[START OF Dataset]

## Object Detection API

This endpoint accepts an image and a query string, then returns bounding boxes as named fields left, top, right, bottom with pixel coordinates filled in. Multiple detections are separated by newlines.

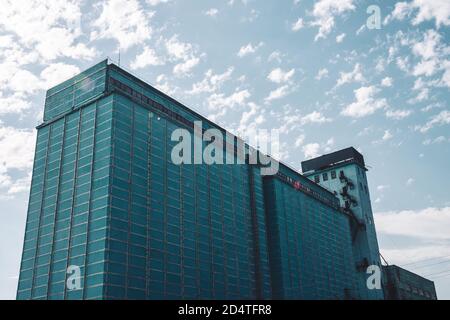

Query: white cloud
left=294, top=134, right=306, bottom=148
left=40, top=62, right=80, bottom=89
left=187, top=67, right=234, bottom=94
left=0, top=91, right=31, bottom=115
left=207, top=90, right=251, bottom=110
left=336, top=33, right=345, bottom=43
left=381, top=130, right=394, bottom=141
left=264, top=85, right=290, bottom=103
left=341, top=86, right=388, bottom=118
left=415, top=110, right=450, bottom=133
left=145, top=0, right=172, bottom=6
left=381, top=77, right=392, bottom=87
left=165, top=35, right=200, bottom=77
left=267, top=68, right=295, bottom=83
left=205, top=8, right=219, bottom=17
left=311, top=0, right=355, bottom=41
left=300, top=111, right=332, bottom=125
left=90, top=0, right=154, bottom=51
left=385, top=0, right=450, bottom=28
left=316, top=68, right=328, bottom=80
left=302, top=143, right=320, bottom=159
left=291, top=18, right=305, bottom=32
left=0, top=125, right=36, bottom=195
left=377, top=184, right=391, bottom=192
left=412, top=30, right=442, bottom=76
left=386, top=110, right=412, bottom=120
left=423, top=136, right=450, bottom=146
left=156, top=74, right=179, bottom=96
left=237, top=42, right=264, bottom=58
left=267, top=51, right=283, bottom=63
left=336, top=63, right=365, bottom=87
left=375, top=207, right=450, bottom=240
left=7, top=69, right=41, bottom=93
left=130, top=46, right=165, bottom=70
left=0, top=0, right=97, bottom=63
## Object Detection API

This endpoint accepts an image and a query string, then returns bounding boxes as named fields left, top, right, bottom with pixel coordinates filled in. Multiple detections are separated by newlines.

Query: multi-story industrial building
left=302, top=148, right=383, bottom=299
left=17, top=61, right=383, bottom=299
left=383, top=265, right=437, bottom=300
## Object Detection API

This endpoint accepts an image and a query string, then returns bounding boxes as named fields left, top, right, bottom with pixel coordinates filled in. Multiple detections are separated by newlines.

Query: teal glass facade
left=17, top=61, right=376, bottom=299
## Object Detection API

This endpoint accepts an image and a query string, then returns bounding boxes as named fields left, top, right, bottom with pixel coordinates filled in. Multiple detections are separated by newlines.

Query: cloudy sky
left=0, top=0, right=450, bottom=299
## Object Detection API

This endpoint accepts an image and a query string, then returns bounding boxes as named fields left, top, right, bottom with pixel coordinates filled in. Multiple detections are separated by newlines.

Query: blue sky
left=0, top=0, right=450, bottom=299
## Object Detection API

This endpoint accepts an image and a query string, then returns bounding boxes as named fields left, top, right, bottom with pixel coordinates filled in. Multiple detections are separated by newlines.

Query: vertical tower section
left=17, top=61, right=113, bottom=299
left=302, top=147, right=383, bottom=299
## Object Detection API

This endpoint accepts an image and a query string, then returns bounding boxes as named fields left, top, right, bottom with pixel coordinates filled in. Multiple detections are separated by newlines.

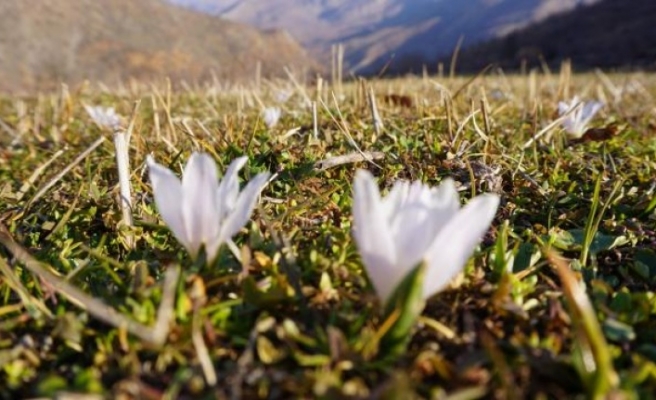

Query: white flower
left=558, top=96, right=604, bottom=138
left=353, top=170, right=499, bottom=303
left=262, top=107, right=282, bottom=129
left=273, top=89, right=294, bottom=104
left=147, top=153, right=269, bottom=263
left=84, top=105, right=121, bottom=131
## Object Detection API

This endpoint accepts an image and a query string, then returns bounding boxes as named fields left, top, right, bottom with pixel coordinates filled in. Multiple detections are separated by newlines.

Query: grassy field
left=0, top=70, right=656, bottom=399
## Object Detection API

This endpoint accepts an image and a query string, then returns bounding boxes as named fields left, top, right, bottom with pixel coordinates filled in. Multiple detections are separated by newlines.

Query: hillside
left=0, top=0, right=313, bottom=91
left=168, top=0, right=597, bottom=73
left=448, top=0, right=656, bottom=72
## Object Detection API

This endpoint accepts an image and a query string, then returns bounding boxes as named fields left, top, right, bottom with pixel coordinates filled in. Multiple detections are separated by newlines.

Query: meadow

[END OF Dataset]

Please render every line of the data above as a Markdown table with the columns "No." and "Text", numbering each row and omitting blank lines. Leave the images out of your answer.

| No. | Text |
|---|---|
| 1 | ## Object Detection API |
| 2 | This endpoint accepts an image and a query string, then returns bounding boxes as named fields left, top, right, bottom with pixel coordinates filled in. Multiple detections are separated by newlines. |
| 3 | Query: white cloud |
| 4 | left=294, top=134, right=306, bottom=148 |
| 5 | left=40, top=62, right=80, bottom=89 |
| 6 | left=187, top=67, right=234, bottom=94 |
| 7 | left=0, top=91, right=31, bottom=115 |
| 8 | left=207, top=90, right=251, bottom=110 |
| 9 | left=336, top=33, right=345, bottom=43 |
| 10 | left=381, top=130, right=394, bottom=141 |
| 11 | left=264, top=85, right=290, bottom=103 |
| 12 | left=341, top=86, right=388, bottom=118 |
| 13 | left=415, top=110, right=450, bottom=133 |
| 14 | left=145, top=0, right=172, bottom=6 |
| 15 | left=381, top=77, right=392, bottom=87 |
| 16 | left=165, top=35, right=200, bottom=77 |
| 17 | left=267, top=68, right=295, bottom=83 |
| 18 | left=205, top=8, right=219, bottom=17 |
| 19 | left=311, top=0, right=355, bottom=41 |
| 20 | left=300, top=111, right=332, bottom=125 |
| 21 | left=90, top=0, right=154, bottom=51 |
| 22 | left=385, top=0, right=450, bottom=28 |
| 23 | left=316, top=68, right=328, bottom=80 |
| 24 | left=302, top=143, right=320, bottom=159 |
| 25 | left=291, top=18, right=305, bottom=32 |
| 26 | left=0, top=125, right=36, bottom=195 |
| 27 | left=377, top=184, right=391, bottom=192 |
| 28 | left=412, top=30, right=442, bottom=76 |
| 29 | left=386, top=110, right=412, bottom=120 |
| 30 | left=423, top=136, right=450, bottom=146 |
| 31 | left=156, top=74, right=179, bottom=96 |
| 32 | left=237, top=42, right=264, bottom=58 |
| 33 | left=267, top=51, right=283, bottom=63 |
| 34 | left=336, top=63, right=365, bottom=87 |
| 35 | left=375, top=207, right=450, bottom=240 |
| 36 | left=7, top=69, right=41, bottom=93 |
| 37 | left=130, top=46, right=165, bottom=70 |
| 38 | left=0, top=0, right=97, bottom=63 |
| 39 | ## Object Detection API |
| 40 | This endpoint accepts an image and a query string, then returns bounding boxes as named fields left, top, right, bottom with pixel coordinates filled in. Multiple detections are separated by newlines. |
| 41 | Query: multi-story industrial building |
| 42 | left=302, top=148, right=383, bottom=299 |
| 43 | left=17, top=61, right=383, bottom=299 |
| 44 | left=383, top=265, right=437, bottom=300 |
| 45 | ## Object Detection API |
| 46 | This endpoint accepts an image and a query string, then returns bounding boxes as named fields left, top, right, bottom with pixel coordinates filled in. Multiple detections are separated by newlines. |
| 47 | Query: teal glass facade |
| 48 | left=17, top=61, right=376, bottom=299 |
| 49 | ## Object Detection API |
| 50 | This endpoint accepts an image and a query string, then returns bounding boxes as named fields left, top, right, bottom with pixel coordinates filled in. Multiple detections are separated by newlines. |
| 51 | Query: cloudy sky |
| 52 | left=0, top=0, right=450, bottom=299 |
| 53 | ## Object Detection API |
| 54 | This endpoint accepts an image and a query string, then returns bounding boxes as named fields left, top, right, bottom with pixel coordinates filled in. Multiple detections are separated by newlines. |
| 55 | Query: blue sky |
| 56 | left=0, top=0, right=450, bottom=299 |
| 57 | ## Object Detection API |
| 58 | This endpoint accepts an image and a query string, then returns bounding boxes as named fields left, top, right, bottom with pixel coordinates filled in. Multiple detections are separated by newlines. |
| 59 | Query: vertical tower section |
| 60 | left=17, top=61, right=113, bottom=299 |
| 61 | left=302, top=147, right=383, bottom=299 |
| 62 | ## Object Detection API |
| 63 | This endpoint accepts an image and a query string, then returns bounding boxes as named fields left, top, right, bottom with pixel coordinates filled in. Multiple detections are separated by newlines. |
| 64 | Query: white flower |
| 65 | left=558, top=96, right=604, bottom=138 |
| 66 | left=353, top=170, right=499, bottom=303 |
| 67 | left=262, top=107, right=282, bottom=129 |
| 68 | left=273, top=89, right=294, bottom=104 |
| 69 | left=147, top=153, right=269, bottom=263 |
| 70 | left=84, top=105, right=121, bottom=131 |
| 71 | ## Object Detection API |
| 72 | This endpoint accepts an image and a query string, then returns bounding boxes as named fields left, top, right, bottom with pixel coordinates filled in. Multiple detections are separated by newlines. |
| 73 | Query: grassy field |
| 74 | left=0, top=70, right=656, bottom=399 |
| 75 | ## Object Detection API |
| 76 | This endpoint accepts an image and a query string, then returns bounding boxes as named fields left, top, right, bottom with pixel coordinates filled in. Multiple detections are separated by newlines. |
| 77 | Query: hillside |
| 78 | left=0, top=0, right=313, bottom=91 |
| 79 | left=168, top=0, right=597, bottom=73 |
| 80 | left=448, top=0, right=656, bottom=72 |
| 81 | ## Object Detection API |
| 82 | This endpoint accepts an image and a query string, then returns bounding boxes as named fields left, top, right, bottom with pixel coordinates filled in. Multiple detections are separated by newlines. |
| 83 | Query: meadow |